■ **Work to complete**
Please retype the entries that follow exactly as they are, leaving the images behind.

____ Raw data

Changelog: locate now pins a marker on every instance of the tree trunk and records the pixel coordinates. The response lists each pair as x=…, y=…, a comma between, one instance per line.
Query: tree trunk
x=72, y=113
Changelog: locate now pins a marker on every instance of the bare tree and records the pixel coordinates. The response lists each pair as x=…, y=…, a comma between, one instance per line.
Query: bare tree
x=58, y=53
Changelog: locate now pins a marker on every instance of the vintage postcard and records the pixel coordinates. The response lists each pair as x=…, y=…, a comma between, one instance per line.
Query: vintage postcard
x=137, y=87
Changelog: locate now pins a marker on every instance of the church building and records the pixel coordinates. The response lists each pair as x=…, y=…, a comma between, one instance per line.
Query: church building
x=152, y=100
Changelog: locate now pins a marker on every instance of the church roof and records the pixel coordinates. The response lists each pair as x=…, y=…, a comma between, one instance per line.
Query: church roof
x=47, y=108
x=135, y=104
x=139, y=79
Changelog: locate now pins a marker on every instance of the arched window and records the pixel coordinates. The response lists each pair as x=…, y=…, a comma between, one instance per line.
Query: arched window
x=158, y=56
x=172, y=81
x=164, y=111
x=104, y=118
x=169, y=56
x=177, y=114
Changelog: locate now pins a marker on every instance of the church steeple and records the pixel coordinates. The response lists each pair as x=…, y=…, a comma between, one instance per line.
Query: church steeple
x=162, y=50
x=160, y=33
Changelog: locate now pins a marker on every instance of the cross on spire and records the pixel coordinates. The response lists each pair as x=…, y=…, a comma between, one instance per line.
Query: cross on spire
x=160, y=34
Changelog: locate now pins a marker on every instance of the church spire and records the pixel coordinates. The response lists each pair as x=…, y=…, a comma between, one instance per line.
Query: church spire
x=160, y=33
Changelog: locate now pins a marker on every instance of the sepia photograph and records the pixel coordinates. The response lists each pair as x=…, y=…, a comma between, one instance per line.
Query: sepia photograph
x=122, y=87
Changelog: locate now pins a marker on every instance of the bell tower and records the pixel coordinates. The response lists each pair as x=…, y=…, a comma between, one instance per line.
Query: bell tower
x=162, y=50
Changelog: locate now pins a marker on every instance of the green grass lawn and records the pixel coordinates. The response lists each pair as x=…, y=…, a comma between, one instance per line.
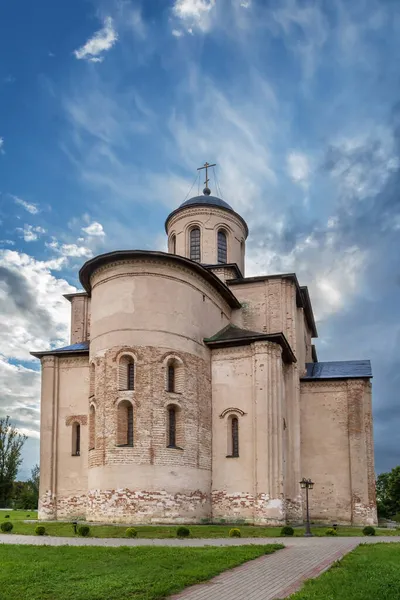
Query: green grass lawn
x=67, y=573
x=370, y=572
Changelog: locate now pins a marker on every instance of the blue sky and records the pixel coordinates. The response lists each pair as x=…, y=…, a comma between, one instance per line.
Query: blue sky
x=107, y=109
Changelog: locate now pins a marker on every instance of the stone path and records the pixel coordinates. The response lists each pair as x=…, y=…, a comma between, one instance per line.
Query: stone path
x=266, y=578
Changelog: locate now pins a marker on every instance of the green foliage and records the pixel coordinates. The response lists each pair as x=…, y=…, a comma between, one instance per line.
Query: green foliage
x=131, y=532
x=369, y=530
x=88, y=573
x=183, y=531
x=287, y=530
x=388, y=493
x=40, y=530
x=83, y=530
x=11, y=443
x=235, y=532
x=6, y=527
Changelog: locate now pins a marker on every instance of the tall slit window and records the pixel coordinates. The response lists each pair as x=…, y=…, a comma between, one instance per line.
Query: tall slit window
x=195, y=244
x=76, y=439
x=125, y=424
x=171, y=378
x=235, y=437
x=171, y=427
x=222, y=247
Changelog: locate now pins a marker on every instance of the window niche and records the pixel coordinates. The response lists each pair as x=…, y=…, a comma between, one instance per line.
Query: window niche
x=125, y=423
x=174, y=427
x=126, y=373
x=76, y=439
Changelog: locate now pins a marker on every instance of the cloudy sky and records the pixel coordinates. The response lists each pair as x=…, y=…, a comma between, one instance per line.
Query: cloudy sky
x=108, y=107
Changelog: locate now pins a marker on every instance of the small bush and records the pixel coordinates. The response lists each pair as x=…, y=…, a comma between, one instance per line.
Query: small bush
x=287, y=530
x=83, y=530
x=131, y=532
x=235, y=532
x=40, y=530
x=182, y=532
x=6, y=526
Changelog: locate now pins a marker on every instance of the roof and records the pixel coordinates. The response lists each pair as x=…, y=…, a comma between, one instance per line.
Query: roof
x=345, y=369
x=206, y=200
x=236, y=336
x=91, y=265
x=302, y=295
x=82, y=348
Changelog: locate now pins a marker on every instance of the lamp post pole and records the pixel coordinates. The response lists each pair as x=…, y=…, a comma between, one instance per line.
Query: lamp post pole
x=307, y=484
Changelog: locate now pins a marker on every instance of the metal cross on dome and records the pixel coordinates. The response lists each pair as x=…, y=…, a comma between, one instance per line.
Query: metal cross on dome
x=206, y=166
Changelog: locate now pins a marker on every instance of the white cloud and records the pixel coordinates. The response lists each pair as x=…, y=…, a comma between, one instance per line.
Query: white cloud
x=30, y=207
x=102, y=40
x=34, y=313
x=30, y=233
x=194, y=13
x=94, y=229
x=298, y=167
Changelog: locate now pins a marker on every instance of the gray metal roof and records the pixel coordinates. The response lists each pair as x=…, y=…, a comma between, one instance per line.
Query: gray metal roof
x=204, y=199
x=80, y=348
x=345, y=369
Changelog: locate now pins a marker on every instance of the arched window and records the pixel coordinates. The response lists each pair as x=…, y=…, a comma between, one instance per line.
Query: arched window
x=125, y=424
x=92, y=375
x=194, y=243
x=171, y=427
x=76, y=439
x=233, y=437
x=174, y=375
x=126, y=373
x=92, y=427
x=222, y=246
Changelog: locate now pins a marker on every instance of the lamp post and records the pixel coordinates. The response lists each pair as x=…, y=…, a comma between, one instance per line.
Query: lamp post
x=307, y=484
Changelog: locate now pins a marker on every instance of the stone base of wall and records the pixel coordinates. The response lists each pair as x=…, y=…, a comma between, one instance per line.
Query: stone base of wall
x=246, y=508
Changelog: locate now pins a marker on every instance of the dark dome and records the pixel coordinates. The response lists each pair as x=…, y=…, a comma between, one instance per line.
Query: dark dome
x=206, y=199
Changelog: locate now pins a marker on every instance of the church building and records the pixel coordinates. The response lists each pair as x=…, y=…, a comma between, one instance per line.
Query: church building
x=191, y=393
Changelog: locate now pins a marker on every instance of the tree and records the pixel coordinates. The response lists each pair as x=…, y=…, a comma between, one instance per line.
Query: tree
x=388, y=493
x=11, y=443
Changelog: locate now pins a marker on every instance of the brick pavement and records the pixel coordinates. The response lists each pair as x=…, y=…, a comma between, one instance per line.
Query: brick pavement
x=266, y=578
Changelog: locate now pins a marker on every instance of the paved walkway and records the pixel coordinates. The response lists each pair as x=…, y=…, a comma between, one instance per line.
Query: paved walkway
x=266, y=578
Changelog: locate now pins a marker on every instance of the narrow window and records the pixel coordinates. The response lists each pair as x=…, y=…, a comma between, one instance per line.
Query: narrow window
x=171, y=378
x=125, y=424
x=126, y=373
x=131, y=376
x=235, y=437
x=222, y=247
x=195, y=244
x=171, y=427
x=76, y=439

________

■ **Completed task**
Changelog: locate now pins a marker on every instance of the tree trunk and records the pixel coordinates. The response lists each pair as x=…, y=…, a comma between, one instance per line.
Query: tree trunk
x=72, y=113
Changelog: locate now pins a marker on every instance of the bare tree and records the pixel coordinates. The response lists each pair as x=…, y=…, a comma between, one instance per line.
Query: bare tree
x=58, y=53
Changelog: locate now pins a marker on every instance of the vintage postcard and records the pixel coordinates. The response lists each pair as x=…, y=…, a comma between, one instance per line.
Query: vintage postcard
x=137, y=87
Changelog: locate now pins a marker on every instance of the church building and records the pixel coordinates. The response lists each pair as x=…, y=…, a comma between, one instance per line.
Query: church building
x=152, y=100
Changelog: locate now pins a marker on every instance of the church roof and records the pixel coordinates. The response lists each pair as x=…, y=…, a comma between, one instance per line.
Query: church roof
x=47, y=108
x=135, y=104
x=139, y=79
Changelog: locate now pins a marker on every instance of the arched window and records the pixel coordinates. The response lists each pair as x=…, y=…, a comma between, one instance per line.
Query: arched window
x=158, y=56
x=172, y=81
x=164, y=111
x=104, y=118
x=169, y=56
x=177, y=114
Changelog: locate now pins a marker on every instance of the church steeple and records the pixel coordinates. The response lists each pair as x=…, y=…, a comma between, one instance per line.
Query: church steeple
x=162, y=50
x=160, y=33
Changelog: locate now pins a marker on every instance of the cross on spire and records the pixel coordinates. The response lists each pair as x=…, y=…, a comma between, one instance per line.
Query: cross on spire
x=160, y=34
Changelog: locate now pins a marker on every instance of the church spire and records the pixel coordinates. The response lists each pair as x=…, y=…, a comma between, one instance per line.
Query: church spire
x=160, y=33
Changelog: locate now pins a marker on every instance of the sepia photograph and records the pixel coordinates. The response lists each pair as x=…, y=…, a comma between, one instance per line.
Query: sepia photograph
x=122, y=87
Changelog: locate now pins a marker on every instance of the bell tower and records the pixel coordinates. The response lists each pair as x=…, y=…, a comma between, one instance per line.
Query: bell tower
x=162, y=50
Changelog: locate now pins a marker on every instance of the green grass lawn and records the pixel coordinates. The response lists each pair as x=…, y=…, a comma between, one instance per line.
Query: green grass lawn
x=67, y=573
x=370, y=572
Changelog: locate now pins a marker on every instance of the blue sky and records the pixel coordinates. The response lists each pair as x=…, y=…, a comma between, one instance per line.
Query: blue sky
x=107, y=109
Changelog: locate now pins a marker on every instance of the stone path and records the pixel coordinates. The response lists each pair as x=…, y=…, a comma between, one instance per line.
Query: stone path
x=266, y=578
Changelog: locate now pins a marker on every instance of the green foliage and records the pixel coordinates. The response lists each pair as x=…, y=…, a comma between, one instance per line.
Query: green foliage
x=131, y=532
x=369, y=530
x=88, y=573
x=183, y=531
x=287, y=530
x=388, y=493
x=40, y=530
x=83, y=530
x=11, y=443
x=235, y=532
x=6, y=527
Changelog: locate now pins a marker on every instance of the tall slit window and records the pixel coordinates. The response lists each pair as x=…, y=…, a comma between, one instance per line.
Query: tall slit window
x=195, y=244
x=76, y=439
x=125, y=424
x=171, y=378
x=235, y=437
x=171, y=427
x=222, y=247
Changelog: locate now pins a marker on every instance of the window niche and records the pixel coordinates. The response lists each pair as x=…, y=…, a comma between, one instance per line.
Query: window niche
x=125, y=423
x=174, y=427
x=126, y=373
x=76, y=439
Changelog: locate now pins a marker on every instance of the cloudy sky and records the pixel coordinates. The response lists each pair as x=…, y=…, a comma between, one instance per line.
Query: cloudy sky
x=108, y=107
Changelog: locate now pins a marker on every instance of the small bush and records the pixel coordinates. The response lists each pair as x=…, y=…, a comma between, one instance per line.
Query: small bush
x=287, y=530
x=83, y=530
x=131, y=532
x=235, y=532
x=40, y=530
x=182, y=532
x=6, y=526
Changelog: locate now pins a marker on every instance of the roof and records the pixel coordinates. The response lists each pair as x=…, y=…, a comma between, one instance per line.
Query: roof
x=345, y=369
x=206, y=200
x=236, y=336
x=91, y=265
x=302, y=295
x=82, y=348
Changelog: locate now pins a marker on every instance of the lamp post pole and records the pixel coordinates. The response lists each pair as x=…, y=…, a comma between, one instance per line.
Query: lamp post pole
x=307, y=484
Changelog: locate now pins a marker on every instance of the metal cross on dome and records the pixel coordinates. The response lists each pair as x=…, y=…, a comma between, one instance per line.
Query: metal cross on dome
x=206, y=166
Changelog: locate now pins a marker on every instance of the white cloud and records the pixel coordinates. The response lists each pair as x=…, y=…, a comma between, one instance per line.
Query: white cloud
x=30, y=207
x=102, y=40
x=34, y=313
x=30, y=233
x=194, y=13
x=94, y=229
x=298, y=167
Changelog: locate now pins a marker on every instance of the gray metal roof and records the pixel coordinates. The response lists each pair as x=…, y=…, a comma between, one instance per line.
Query: gray metal roof
x=204, y=199
x=80, y=348
x=345, y=369
Changelog: locate now pins a marker on every instance of the arched window and records the pixel coordinates. The response lists each pair as x=…, y=…, a comma between, one instance per line.
Query: arched window
x=125, y=424
x=92, y=375
x=194, y=243
x=171, y=427
x=76, y=439
x=233, y=437
x=174, y=375
x=126, y=373
x=92, y=427
x=222, y=246
Changelog: locate now pins a marker on every instance of the lamp post and records the pixel coordinates. The response lists each pair as x=…, y=…, a comma between, one instance per line.
Query: lamp post
x=307, y=484
Changelog: locate now pins a marker on every instance of the stone base of wall and records the pixel coordinates. The response lists each pair as x=…, y=…, a comma between, one instance per line.
Query: stone base of wall
x=246, y=508
Changelog: locate now pins a marker on every instance of the dark dome and records the pixel coordinates. The response lists each pair as x=…, y=…, a comma between, one instance per line.
Query: dark dome
x=206, y=199
Changelog: locate now pins a marker on every instance of the church building and records the pixel coordinates. The response lists each pair as x=…, y=…, a comma between, one instance per line.
Query: church building
x=191, y=393
Changelog: locate now pins a marker on every instance of the tree and records the pixel coordinates. The response lists each pair as x=…, y=…, a comma between, one instance per line.
Query: tree
x=388, y=493
x=11, y=443
Changelog: locate now pins a marker on every instance of the brick pavement and records the pixel coordinates. The response lists each pair as x=…, y=…, a comma between, one instance per line.
Query: brick pavement
x=266, y=578
Changelog: locate now pins a marker on every instance of the paved walkway and records the pixel coordinates. The response lists each pair as x=…, y=…, a comma between, one instance per line.
Query: paved walkway
x=266, y=578
Changelog: locate now pins a marker on every instance of the narrow window and records the pixel coordinates. The response lists each pair as x=…, y=…, a comma between, one instance per line.
Query: narrow window
x=171, y=378
x=125, y=424
x=126, y=373
x=131, y=376
x=235, y=437
x=222, y=247
x=195, y=244
x=171, y=427
x=76, y=439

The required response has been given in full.